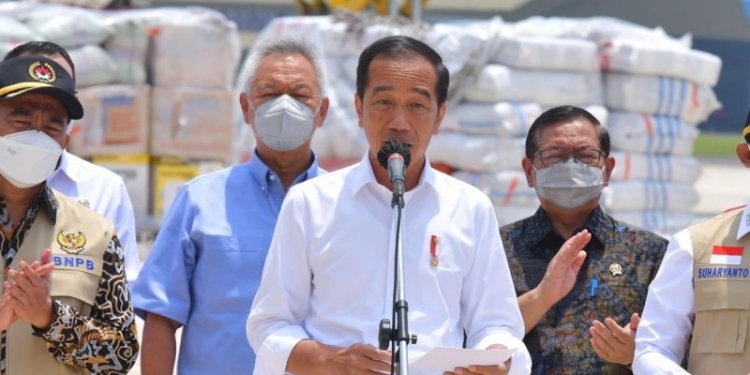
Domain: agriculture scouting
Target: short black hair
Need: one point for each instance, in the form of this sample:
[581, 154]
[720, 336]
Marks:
[41, 47]
[402, 46]
[564, 113]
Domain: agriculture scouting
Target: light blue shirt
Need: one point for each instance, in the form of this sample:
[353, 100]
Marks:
[207, 260]
[104, 192]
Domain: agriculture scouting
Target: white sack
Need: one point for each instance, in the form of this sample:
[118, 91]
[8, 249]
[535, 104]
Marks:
[653, 58]
[660, 95]
[636, 166]
[497, 83]
[651, 134]
[649, 195]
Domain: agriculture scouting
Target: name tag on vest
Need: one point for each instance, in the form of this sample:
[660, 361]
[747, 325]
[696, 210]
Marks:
[81, 263]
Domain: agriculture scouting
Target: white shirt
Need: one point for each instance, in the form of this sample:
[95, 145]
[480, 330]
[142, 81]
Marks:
[105, 193]
[668, 316]
[329, 271]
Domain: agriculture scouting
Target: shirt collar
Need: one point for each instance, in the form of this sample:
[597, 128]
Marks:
[598, 224]
[67, 168]
[744, 223]
[45, 198]
[363, 174]
[261, 173]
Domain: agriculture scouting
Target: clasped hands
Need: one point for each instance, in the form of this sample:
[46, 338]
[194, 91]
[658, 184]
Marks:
[26, 293]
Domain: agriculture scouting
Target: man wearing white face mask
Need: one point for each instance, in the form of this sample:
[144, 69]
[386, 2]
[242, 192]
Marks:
[206, 263]
[580, 306]
[65, 306]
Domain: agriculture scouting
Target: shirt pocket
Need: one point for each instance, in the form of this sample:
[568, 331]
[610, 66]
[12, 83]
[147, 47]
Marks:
[228, 272]
[721, 316]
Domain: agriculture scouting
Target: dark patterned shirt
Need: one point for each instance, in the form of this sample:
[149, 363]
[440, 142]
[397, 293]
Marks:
[621, 261]
[104, 342]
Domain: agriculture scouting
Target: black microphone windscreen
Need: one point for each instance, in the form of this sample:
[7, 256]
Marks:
[391, 147]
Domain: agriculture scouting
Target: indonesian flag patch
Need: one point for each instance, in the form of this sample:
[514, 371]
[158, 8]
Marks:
[727, 255]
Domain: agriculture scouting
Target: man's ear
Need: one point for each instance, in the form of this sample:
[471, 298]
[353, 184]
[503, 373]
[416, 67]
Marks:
[322, 112]
[528, 170]
[358, 108]
[743, 153]
[248, 113]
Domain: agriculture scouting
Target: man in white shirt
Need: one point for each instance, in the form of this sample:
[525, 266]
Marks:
[99, 188]
[328, 277]
[701, 296]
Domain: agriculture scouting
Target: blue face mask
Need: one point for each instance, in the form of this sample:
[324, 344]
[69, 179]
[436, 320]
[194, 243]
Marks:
[284, 123]
[570, 184]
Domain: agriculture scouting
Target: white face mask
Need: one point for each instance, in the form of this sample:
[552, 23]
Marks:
[28, 158]
[570, 184]
[284, 123]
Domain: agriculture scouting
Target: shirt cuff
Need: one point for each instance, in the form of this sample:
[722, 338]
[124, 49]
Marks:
[520, 363]
[276, 348]
[63, 317]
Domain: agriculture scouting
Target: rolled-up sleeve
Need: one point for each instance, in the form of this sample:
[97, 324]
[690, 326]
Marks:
[274, 327]
[667, 318]
[492, 314]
—————
From the entries above, return each line with the word "white" in it.

Target: white sack
Target: white shirt
Target: man wearing white face mask
Target: man in white shirt
Target: white face mask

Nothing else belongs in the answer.